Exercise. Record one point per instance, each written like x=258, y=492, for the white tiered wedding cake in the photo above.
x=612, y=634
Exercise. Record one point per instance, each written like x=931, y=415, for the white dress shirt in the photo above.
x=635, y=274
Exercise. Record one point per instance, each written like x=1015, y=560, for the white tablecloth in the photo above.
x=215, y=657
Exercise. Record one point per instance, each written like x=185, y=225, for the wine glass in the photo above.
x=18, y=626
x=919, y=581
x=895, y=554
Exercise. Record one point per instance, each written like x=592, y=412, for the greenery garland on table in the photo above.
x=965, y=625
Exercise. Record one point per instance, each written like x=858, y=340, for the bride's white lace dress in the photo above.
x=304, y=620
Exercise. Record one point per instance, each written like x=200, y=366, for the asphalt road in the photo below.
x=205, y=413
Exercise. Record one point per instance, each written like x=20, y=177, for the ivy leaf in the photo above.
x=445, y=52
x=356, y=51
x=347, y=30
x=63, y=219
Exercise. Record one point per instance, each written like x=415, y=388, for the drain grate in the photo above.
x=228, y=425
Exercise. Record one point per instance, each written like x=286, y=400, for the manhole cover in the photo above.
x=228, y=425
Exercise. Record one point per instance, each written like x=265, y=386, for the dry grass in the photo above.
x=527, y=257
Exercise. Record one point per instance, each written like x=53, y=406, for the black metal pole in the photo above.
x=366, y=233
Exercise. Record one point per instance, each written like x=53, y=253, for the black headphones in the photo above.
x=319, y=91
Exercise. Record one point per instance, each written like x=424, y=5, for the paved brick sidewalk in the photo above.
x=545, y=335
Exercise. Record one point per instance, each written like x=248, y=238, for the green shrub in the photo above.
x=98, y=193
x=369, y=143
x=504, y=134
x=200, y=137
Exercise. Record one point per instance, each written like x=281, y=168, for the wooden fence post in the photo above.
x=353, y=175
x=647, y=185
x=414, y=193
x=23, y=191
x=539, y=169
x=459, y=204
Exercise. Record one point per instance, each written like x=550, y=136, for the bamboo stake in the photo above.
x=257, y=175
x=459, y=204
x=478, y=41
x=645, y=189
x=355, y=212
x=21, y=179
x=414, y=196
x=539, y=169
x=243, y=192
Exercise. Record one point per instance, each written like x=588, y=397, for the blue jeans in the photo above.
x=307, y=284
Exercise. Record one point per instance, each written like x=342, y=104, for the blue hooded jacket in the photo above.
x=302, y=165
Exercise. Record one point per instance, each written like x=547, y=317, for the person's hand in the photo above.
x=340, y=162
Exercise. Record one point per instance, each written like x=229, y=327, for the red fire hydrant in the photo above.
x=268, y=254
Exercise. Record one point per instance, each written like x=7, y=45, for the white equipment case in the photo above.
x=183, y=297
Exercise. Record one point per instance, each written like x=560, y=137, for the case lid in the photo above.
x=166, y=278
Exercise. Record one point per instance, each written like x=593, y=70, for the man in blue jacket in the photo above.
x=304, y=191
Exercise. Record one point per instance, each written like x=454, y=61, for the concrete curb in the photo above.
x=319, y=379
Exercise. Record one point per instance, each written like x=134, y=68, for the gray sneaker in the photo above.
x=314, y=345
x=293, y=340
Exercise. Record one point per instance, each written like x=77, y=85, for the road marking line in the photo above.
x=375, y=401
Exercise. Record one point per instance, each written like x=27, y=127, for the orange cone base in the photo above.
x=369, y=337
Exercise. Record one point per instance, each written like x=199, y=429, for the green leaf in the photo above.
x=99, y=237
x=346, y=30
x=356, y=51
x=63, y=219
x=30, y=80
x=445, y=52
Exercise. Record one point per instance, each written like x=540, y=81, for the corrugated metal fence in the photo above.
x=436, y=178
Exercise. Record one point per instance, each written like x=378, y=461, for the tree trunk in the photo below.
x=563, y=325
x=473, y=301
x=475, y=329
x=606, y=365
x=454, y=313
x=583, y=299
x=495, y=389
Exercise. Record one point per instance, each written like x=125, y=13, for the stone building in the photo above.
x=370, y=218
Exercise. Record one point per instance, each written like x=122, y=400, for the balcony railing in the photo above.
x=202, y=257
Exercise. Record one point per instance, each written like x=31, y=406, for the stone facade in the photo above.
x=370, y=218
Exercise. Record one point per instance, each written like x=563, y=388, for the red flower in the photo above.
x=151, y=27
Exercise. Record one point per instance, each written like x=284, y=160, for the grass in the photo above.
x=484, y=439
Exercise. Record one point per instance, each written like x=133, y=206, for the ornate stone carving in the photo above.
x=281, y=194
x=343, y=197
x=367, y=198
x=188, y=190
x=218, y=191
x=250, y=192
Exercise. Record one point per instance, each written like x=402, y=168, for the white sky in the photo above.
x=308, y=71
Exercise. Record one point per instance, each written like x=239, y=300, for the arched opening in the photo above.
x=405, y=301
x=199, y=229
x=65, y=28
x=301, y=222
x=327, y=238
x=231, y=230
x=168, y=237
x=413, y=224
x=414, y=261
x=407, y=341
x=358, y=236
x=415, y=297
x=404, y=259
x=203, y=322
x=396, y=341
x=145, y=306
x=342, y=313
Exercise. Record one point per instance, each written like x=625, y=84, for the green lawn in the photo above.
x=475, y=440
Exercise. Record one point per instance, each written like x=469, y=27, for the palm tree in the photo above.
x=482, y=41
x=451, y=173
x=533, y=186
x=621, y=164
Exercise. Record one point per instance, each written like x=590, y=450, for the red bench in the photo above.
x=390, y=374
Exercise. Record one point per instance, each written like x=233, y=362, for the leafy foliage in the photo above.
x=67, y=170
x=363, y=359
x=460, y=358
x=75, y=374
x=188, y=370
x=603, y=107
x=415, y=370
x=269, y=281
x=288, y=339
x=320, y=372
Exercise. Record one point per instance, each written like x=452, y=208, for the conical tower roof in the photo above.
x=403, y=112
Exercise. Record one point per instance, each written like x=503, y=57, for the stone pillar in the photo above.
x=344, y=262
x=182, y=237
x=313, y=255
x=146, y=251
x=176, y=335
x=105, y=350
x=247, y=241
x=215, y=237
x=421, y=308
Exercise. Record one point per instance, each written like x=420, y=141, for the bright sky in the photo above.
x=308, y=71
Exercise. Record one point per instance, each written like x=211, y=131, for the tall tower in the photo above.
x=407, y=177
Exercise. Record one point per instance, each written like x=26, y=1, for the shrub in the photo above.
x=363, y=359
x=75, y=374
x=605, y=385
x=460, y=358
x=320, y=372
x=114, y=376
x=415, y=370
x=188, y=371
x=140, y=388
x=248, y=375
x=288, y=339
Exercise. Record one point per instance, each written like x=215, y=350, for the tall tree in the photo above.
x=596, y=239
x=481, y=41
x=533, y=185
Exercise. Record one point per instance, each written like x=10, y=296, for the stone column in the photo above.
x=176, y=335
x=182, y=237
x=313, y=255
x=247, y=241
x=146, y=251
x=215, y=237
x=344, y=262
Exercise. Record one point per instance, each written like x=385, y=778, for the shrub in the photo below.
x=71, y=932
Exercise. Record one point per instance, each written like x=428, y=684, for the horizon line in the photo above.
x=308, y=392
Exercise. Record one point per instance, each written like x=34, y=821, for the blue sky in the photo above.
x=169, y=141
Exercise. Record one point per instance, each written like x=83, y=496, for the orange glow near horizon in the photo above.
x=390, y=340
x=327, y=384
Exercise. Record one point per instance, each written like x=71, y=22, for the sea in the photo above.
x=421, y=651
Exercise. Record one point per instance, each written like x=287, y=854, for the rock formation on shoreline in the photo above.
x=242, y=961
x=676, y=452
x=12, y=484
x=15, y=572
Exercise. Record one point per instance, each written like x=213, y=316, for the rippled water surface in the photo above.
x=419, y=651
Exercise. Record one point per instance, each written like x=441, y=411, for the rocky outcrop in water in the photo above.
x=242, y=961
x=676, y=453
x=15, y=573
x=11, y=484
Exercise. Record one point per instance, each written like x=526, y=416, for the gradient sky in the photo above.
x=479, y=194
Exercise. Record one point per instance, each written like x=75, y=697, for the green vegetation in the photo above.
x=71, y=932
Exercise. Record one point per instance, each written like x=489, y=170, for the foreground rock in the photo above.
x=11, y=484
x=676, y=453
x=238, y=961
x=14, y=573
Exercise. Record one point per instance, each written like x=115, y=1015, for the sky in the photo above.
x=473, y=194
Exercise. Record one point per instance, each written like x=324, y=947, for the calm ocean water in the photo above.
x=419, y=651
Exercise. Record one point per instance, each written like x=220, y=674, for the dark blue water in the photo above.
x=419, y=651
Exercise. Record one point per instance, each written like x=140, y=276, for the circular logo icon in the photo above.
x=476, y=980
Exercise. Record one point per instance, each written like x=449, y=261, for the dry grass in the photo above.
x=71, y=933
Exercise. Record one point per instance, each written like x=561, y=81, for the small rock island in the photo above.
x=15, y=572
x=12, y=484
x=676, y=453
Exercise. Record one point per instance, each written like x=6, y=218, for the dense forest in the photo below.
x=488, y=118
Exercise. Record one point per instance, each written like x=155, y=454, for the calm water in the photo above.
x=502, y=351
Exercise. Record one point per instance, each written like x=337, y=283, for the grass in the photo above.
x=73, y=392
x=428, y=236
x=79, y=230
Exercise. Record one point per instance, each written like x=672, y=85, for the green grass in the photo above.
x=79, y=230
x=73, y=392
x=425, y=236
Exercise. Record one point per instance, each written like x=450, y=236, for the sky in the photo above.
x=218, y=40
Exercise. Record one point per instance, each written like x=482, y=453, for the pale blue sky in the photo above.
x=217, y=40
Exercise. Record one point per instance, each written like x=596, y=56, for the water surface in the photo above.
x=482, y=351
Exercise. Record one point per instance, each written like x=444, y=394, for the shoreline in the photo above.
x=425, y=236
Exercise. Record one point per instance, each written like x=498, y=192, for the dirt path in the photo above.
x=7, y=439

Exercise aim:
Give the lines of the listing as a numbered list, beginning at the line that contains "path in the photo above." and stopping after the last line of the listing, with blank lines omitted.

Task answer:
1. Exercise. Record one point per instance, each written like x=498, y=192, for the dirt path in the photo above.
2. x=7, y=439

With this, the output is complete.